━━━━━ Data supplied

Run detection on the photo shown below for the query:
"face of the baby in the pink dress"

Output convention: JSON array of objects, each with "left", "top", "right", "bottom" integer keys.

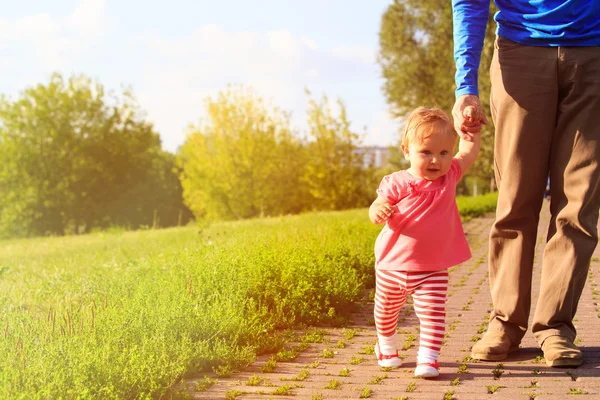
[{"left": 402, "top": 124, "right": 456, "bottom": 181}]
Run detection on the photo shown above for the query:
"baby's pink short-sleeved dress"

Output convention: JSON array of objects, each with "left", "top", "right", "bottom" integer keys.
[{"left": 375, "top": 159, "right": 471, "bottom": 271}]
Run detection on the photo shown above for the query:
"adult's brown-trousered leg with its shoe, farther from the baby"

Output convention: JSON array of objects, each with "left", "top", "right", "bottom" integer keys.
[{"left": 532, "top": 47, "right": 600, "bottom": 366}]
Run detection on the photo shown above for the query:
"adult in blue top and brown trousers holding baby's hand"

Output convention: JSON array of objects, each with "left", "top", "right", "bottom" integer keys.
[{"left": 452, "top": 0, "right": 600, "bottom": 367}]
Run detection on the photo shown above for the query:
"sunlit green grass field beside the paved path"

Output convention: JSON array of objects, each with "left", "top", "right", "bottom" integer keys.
[{"left": 0, "top": 191, "right": 495, "bottom": 399}]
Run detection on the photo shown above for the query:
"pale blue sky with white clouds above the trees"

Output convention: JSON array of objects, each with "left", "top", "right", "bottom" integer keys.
[{"left": 0, "top": 0, "right": 398, "bottom": 151}]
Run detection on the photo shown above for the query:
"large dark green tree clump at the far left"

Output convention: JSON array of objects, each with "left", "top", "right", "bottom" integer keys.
[{"left": 0, "top": 74, "right": 189, "bottom": 236}]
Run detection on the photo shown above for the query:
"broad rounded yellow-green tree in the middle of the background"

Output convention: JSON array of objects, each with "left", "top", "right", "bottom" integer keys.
[{"left": 178, "top": 86, "right": 307, "bottom": 219}]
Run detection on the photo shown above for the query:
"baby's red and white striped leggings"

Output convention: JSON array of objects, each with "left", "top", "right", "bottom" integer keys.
[{"left": 375, "top": 270, "right": 448, "bottom": 351}]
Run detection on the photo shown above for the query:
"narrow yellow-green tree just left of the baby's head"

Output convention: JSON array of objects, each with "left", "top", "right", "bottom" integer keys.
[{"left": 304, "top": 96, "right": 373, "bottom": 210}]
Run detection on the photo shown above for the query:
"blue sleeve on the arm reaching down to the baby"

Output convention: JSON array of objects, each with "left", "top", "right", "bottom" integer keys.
[{"left": 452, "top": 0, "right": 490, "bottom": 97}]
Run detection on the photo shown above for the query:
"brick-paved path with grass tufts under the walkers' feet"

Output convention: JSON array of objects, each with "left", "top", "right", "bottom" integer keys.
[{"left": 187, "top": 204, "right": 600, "bottom": 400}]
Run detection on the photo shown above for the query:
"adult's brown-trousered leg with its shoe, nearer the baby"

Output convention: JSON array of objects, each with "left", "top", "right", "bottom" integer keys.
[{"left": 472, "top": 37, "right": 558, "bottom": 360}]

━━━━━━━━━━

Prompt -> All lines from the one containing "path with grass" through the end of the listing above are to be restated word for word, and no others.

Solution ->
"brick-paved path with grass tufts under the walkers' feet"

Output convention: JSON array of objects, each with "left", "top", "right", "bottom" integer keys.
[{"left": 187, "top": 204, "right": 600, "bottom": 400}]
Run detection on the photo shown above for the query:
"adult's brown-trousered leg with its shoe, nearer the baby"

Output convention: JSON array of objects, each with "left", "top", "right", "bottom" integer keys.
[{"left": 472, "top": 37, "right": 558, "bottom": 360}]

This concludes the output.